(Records drawn from a dataset)
┄┄┄┄┄┄
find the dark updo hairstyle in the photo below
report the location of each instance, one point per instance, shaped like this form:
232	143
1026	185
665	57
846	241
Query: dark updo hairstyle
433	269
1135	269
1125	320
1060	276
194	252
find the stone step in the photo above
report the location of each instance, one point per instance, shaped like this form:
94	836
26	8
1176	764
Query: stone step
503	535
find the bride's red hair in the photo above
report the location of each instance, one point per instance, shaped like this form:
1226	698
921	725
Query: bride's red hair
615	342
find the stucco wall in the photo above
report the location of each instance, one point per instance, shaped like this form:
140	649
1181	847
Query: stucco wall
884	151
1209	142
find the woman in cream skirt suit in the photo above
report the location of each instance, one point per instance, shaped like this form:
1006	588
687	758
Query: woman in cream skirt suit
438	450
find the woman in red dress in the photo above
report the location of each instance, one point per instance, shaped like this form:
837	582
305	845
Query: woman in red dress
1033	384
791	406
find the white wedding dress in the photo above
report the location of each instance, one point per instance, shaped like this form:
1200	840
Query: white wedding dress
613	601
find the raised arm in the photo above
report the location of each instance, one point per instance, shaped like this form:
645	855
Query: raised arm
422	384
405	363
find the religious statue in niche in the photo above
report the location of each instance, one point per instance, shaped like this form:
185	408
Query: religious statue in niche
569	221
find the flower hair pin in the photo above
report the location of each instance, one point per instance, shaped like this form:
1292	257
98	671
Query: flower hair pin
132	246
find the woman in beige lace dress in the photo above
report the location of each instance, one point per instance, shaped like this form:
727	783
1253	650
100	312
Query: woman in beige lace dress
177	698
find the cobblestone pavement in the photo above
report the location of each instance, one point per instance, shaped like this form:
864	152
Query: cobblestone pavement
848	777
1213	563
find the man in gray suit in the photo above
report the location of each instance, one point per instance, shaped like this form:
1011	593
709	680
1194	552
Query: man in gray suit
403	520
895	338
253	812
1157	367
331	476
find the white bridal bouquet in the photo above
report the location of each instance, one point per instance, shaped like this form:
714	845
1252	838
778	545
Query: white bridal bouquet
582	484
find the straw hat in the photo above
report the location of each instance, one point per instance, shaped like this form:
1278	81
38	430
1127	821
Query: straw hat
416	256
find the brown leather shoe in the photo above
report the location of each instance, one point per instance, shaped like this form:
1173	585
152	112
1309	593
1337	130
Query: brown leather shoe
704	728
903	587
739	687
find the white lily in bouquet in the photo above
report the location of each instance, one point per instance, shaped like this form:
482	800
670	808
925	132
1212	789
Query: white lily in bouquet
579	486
┄┄┄┄┄┄
Assigned task — Give the records again, unchanged and complete.

Result —
find the dark updo hairstyle in the photo below
report the location of each instance, one point per instance, shaped like this form:
232	143
1026	185
665	57
846	241
Query: dark updo hairstyle
433	269
1135	269
1125	320
1060	276
194	252
find the stone step in the photo above
report the location of each instance, one point per instance, shaped like this form:
94	836
26	8
1176	764
Query: stone step
503	535
find the bride's red hair in the photo above
report the location of each instance, one point per instance, shaped like this form:
1226	698
921	725
Query: bride's red hair
615	342
find the stucco wall in the photo above
report the location of each instance, one point per instance, shaped like this form:
140	649
1181	847
Query: stucco wall
884	151
1209	142
find the woman in cream skirt suit in the photo above
report the location of each instance, one point per instance, shaped like this form:
1006	588
687	758
Query: woman in cream skirt suit
438	450
find the woman in red dress in the photo above
report the location of each instance, one point per instance, shaped like this form:
837	582
305	845
Query: woman in red dress
1033	384
791	406
find the white wedding dress in the photo above
report the location of each instance, one point per instance, shaped like this form:
1200	840
Query: white wedding dress
613	601
find the raised arm in the photo above
report the location of each instance, one point per instance, shaped like this form:
645	855
Query: raised arm
422	384
405	363
find the religious statue in niche in the photo above
report the location of each instance, one point per instance, shaped like this form:
185	408
Query: religious statue in niche
569	221
find the flower hair pin in the photo above
report the location of each instance, one point per instance, shaped like this form:
1292	257
98	671
Query: flower hair pin
132	246
find the woman in beige lace dress in the photo above
report the location of each instance, one point per instance, shaped like this form:
727	783
1253	650
100	312
Query: woman in beige lace dress
177	698
find the cobblestone pavement in the photo above
report the location of each instance, one point per instance, shaped like this form:
864	152
Query: cobblestone pavement
848	777
1213	563
find the man in gray suit in the photo above
report the location of each instance, one point per instance, shaped like this form:
1011	593
709	680
1194	552
Query: man in gray suit
403	520
895	338
253	812
1157	367
331	476
find the white bridal bouquet in the photo above
report the location of each instance, one point per instance, shaped like this form:
714	845
1252	838
778	545
Query: white bridal bouquet
582	484
find the straw hat in the photo above
report the location of each instance, one point per instance, shaped like this form:
1278	81
38	430
1127	821
Query: straw hat
416	256
find the brown leather shoe in the photo above
report the location of each instance, one point per instance, shaped like this form:
1173	585
152	112
1309	593
1337	130
Query: brown leather shoe
704	728
903	587
739	687
find the white lily in bouquet in the photo above
report the location of each instance, one point per instance, shaped like this form:
482	800
670	808
925	132
1212	789
Query: white lily in bouquet
579	486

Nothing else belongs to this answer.